What to work on: Reproduce every line of the material below word for word, changing no character, number, or punctuation mark.

Material for this exercise:
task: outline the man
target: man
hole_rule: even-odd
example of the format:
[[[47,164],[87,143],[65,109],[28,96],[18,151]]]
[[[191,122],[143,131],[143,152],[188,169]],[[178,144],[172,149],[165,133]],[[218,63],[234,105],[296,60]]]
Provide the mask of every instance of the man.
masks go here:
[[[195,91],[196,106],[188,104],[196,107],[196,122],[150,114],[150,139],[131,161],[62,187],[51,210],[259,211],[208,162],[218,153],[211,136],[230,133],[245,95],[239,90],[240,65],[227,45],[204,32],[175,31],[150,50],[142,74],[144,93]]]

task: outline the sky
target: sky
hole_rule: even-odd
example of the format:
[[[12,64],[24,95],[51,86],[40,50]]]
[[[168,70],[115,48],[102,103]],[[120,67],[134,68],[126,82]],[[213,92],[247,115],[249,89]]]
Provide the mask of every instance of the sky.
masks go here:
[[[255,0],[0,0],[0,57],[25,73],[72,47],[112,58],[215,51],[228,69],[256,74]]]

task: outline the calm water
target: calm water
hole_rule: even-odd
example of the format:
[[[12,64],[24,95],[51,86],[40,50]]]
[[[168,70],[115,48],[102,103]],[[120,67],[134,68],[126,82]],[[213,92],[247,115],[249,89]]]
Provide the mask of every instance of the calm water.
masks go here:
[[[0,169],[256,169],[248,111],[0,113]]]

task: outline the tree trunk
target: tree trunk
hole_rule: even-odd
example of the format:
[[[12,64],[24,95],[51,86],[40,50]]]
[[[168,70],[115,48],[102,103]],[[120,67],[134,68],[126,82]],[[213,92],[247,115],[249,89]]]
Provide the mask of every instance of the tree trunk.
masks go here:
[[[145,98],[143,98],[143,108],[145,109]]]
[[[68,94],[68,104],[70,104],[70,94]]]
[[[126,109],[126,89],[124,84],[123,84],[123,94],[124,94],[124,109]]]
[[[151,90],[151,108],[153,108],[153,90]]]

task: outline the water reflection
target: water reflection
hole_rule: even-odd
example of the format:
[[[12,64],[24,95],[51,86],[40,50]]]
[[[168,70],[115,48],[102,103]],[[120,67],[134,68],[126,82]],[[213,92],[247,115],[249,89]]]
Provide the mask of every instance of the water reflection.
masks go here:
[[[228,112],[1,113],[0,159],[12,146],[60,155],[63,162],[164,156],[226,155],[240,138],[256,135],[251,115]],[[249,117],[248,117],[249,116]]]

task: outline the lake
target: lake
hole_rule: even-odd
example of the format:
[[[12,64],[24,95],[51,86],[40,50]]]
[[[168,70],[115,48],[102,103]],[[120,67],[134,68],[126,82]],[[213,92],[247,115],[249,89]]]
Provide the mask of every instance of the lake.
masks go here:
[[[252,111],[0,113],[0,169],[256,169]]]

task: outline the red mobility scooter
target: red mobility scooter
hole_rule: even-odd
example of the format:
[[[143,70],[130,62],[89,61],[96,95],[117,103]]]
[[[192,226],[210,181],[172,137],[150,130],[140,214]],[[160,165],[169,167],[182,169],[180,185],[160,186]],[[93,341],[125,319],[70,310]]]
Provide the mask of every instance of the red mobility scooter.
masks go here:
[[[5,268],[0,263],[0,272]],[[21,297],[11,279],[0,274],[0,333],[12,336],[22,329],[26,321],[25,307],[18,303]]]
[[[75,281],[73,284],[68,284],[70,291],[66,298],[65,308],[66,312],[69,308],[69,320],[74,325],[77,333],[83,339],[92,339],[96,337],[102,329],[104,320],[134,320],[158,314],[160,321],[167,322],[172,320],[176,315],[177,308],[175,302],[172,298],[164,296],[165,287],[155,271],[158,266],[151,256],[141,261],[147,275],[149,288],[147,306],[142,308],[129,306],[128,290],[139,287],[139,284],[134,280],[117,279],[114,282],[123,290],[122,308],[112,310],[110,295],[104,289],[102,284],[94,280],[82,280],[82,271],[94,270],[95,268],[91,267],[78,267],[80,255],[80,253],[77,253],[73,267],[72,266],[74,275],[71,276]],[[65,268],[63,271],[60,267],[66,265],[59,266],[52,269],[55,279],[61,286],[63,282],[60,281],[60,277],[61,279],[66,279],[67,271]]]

Solution to this task:
task: outline the man
target: man
hole_rule: even-odd
example of the format:
[[[47,164],[87,143],[65,109],[28,96],[18,151]]]
[[[191,122],[143,131],[143,152],[188,169]],[[178,144],[172,149],[165,133]],[[218,63],[234,105],[296,60]]]
Provide the mask of every instance of the man.
masks go here:
[[[195,91],[196,106],[188,104],[196,107],[196,122],[150,114],[150,139],[131,161],[62,187],[51,210],[259,211],[208,162],[218,153],[211,136],[230,133],[245,95],[239,90],[240,65],[227,45],[204,32],[175,31],[150,50],[142,74],[144,93]]]

task: outline the sky
target: sky
hole_rule: even-odd
example of the format:
[[[12,64],[24,95],[51,86],[40,50]]]
[[[168,70],[115,48],[102,103]],[[120,67],[134,68],[126,82]],[[213,92],[247,115],[249,89]]]
Provide the mask of every instance of the sky.
masks go here:
[[[255,0],[0,0],[0,57],[25,73],[72,47],[112,58],[215,51],[228,69],[256,74]]]

task: outline the calm water
target: calm water
hole_rule: even-odd
example of the format:
[[[12,64],[24,95],[51,86],[40,50]]]
[[[168,70],[115,48],[102,103]],[[120,67],[134,68],[126,82]],[[213,92],[247,115],[249,89]]]
Provide the mask of every instance of the calm water.
masks go here:
[[[0,169],[256,169],[248,111],[0,113]]]

task: outline the tree trunk
target: tree trunk
hole_rule: even-odd
example of the format:
[[[12,64],[24,95],[51,86],[40,50]]]
[[[168,70],[115,48],[102,103]],[[120,67],[134,68],[126,82]],[[213,92],[247,115],[249,89]]]
Provide the mask of every instance of the tree trunk.
masks go here:
[[[145,98],[143,98],[143,108],[145,109]]]
[[[68,94],[68,104],[70,104],[70,94]]]
[[[126,109],[126,89],[124,84],[123,84],[123,94],[124,94],[124,109]]]
[[[151,90],[151,108],[153,108],[153,90]]]

task: outline the water reflection
target: water reflection
hole_rule: even-odd
example of the format:
[[[12,64],[24,95],[51,86],[40,50]]]
[[[168,70],[115,48],[102,103]],[[120,67],[134,68],[126,82]],[[213,92],[247,115],[249,89]]]
Provide the mask of every instance of the water reflection.
masks go here:
[[[228,112],[1,113],[0,159],[12,146],[60,155],[63,162],[164,156],[226,155],[240,138],[256,135],[251,115]],[[249,117],[248,117],[249,116]]]

task: outline the lake
target: lake
hole_rule: even-odd
example of the format:
[[[12,64],[24,95],[51,86],[40,50]]]
[[[168,70],[115,48],[102,103]],[[120,67],[134,68],[126,82]],[[213,92],[247,115],[249,89]]]
Provide the mask of every instance of the lake.
masks go here:
[[[252,111],[0,113],[0,169],[256,169]]]

task: outline the red mobility scooter
target: red mobility scooter
hole_rule: even-odd
example of the format:
[[[143,70],[130,62],[89,61],[96,95],[117,103]]]
[[[192,226],[210,181],[172,137],[150,130],[140,214]],[[160,165],[169,167],[182,169],[180,185],[160,186]],[[93,341],[125,319],[70,310]]]
Provide the mask of every instance of the red mobility scooter.
masks go here:
[[[5,268],[0,263],[0,272]],[[21,297],[11,279],[0,274],[0,333],[12,336],[22,329],[26,321],[25,307],[18,303]]]
[[[75,281],[73,284],[68,284],[70,291],[66,298],[65,308],[66,312],[69,308],[69,320],[74,325],[77,333],[83,339],[92,339],[96,337],[102,329],[104,320],[134,320],[158,314],[160,321],[167,322],[172,320],[176,315],[177,308],[175,302],[172,298],[164,296],[165,287],[155,271],[158,266],[151,256],[141,261],[147,275],[149,288],[147,306],[142,308],[129,306],[128,290],[139,287],[139,284],[134,280],[117,279],[114,282],[123,290],[122,308],[112,310],[110,295],[104,289],[102,284],[94,280],[82,280],[82,271],[94,270],[95,268],[91,267],[78,267],[80,255],[80,253],[77,253],[73,267],[72,266],[74,275],[71,276]],[[65,268],[63,271],[60,267],[66,265],[59,266],[52,269],[55,279],[61,286],[63,282],[60,281],[60,277],[61,279],[66,279],[67,271]]]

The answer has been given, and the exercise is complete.